**Activity:**
Only the lines with the string "mark" are needed; return each of them from the entries below.

Stored data:
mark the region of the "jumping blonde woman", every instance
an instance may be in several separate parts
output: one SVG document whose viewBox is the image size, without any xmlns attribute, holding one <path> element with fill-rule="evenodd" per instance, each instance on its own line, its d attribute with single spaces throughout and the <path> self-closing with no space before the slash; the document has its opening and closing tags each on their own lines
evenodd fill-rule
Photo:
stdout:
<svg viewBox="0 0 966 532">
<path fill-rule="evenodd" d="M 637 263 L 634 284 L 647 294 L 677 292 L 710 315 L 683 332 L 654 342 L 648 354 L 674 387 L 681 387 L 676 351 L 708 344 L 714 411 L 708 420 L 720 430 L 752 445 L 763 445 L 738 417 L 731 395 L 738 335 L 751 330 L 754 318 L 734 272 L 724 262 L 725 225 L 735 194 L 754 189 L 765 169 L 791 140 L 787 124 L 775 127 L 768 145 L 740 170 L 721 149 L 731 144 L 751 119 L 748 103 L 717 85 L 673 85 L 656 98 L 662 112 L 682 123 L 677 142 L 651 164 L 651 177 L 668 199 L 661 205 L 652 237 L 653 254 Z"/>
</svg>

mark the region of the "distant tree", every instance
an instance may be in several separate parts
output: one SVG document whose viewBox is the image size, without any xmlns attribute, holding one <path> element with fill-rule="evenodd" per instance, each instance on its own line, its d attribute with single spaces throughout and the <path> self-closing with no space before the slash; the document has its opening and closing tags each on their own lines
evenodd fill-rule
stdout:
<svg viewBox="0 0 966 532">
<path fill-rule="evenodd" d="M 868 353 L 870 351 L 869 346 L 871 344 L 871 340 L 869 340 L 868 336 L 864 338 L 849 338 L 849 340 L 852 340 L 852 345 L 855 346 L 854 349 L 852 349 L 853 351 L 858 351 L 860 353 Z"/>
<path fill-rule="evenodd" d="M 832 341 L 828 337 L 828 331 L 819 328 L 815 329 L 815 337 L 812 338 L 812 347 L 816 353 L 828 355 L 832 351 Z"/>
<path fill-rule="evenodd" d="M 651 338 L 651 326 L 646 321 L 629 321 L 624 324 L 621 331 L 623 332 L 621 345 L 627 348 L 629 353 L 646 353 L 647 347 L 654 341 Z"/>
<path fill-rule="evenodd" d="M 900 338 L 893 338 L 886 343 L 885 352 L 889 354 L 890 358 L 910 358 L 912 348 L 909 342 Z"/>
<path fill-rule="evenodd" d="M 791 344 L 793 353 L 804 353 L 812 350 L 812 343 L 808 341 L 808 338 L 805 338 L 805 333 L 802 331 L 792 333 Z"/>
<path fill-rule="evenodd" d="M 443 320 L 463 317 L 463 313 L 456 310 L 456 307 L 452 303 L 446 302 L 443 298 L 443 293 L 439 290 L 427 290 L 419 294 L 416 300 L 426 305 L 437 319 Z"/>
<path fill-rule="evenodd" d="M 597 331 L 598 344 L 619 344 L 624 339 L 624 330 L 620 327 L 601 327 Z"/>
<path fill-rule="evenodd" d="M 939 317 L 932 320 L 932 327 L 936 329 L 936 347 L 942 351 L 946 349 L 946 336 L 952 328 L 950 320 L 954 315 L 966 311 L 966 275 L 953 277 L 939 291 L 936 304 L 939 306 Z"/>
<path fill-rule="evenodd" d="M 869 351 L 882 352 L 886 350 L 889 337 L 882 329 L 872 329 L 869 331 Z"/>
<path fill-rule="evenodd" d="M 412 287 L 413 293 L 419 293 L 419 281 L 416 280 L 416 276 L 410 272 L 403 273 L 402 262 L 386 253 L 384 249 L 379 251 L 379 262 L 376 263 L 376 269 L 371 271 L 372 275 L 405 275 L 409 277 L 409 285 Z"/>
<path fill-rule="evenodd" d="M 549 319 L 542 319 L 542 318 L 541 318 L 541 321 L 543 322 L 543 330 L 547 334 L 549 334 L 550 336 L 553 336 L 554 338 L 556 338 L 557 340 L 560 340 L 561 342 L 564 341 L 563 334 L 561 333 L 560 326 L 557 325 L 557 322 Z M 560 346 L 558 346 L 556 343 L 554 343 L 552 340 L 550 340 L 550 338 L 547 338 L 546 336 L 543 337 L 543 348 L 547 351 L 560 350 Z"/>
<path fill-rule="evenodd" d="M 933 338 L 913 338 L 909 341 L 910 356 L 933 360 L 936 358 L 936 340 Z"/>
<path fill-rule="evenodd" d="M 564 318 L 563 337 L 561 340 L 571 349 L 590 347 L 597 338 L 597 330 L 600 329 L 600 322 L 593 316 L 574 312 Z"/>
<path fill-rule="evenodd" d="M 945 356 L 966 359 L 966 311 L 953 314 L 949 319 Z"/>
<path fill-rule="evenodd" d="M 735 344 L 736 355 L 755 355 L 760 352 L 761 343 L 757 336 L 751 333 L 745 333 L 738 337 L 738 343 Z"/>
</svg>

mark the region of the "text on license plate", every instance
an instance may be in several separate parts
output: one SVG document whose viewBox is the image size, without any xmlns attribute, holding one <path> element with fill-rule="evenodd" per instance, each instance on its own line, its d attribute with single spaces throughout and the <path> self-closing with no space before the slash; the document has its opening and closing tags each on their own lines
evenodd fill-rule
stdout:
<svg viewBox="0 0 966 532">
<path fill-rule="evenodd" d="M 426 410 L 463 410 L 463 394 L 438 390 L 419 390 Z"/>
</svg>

**Response to this task:**
mark the region of the "jumping blonde woman", every instance
mark the region of the "distant tree", every instance
mark the region of the "text on license plate", every instance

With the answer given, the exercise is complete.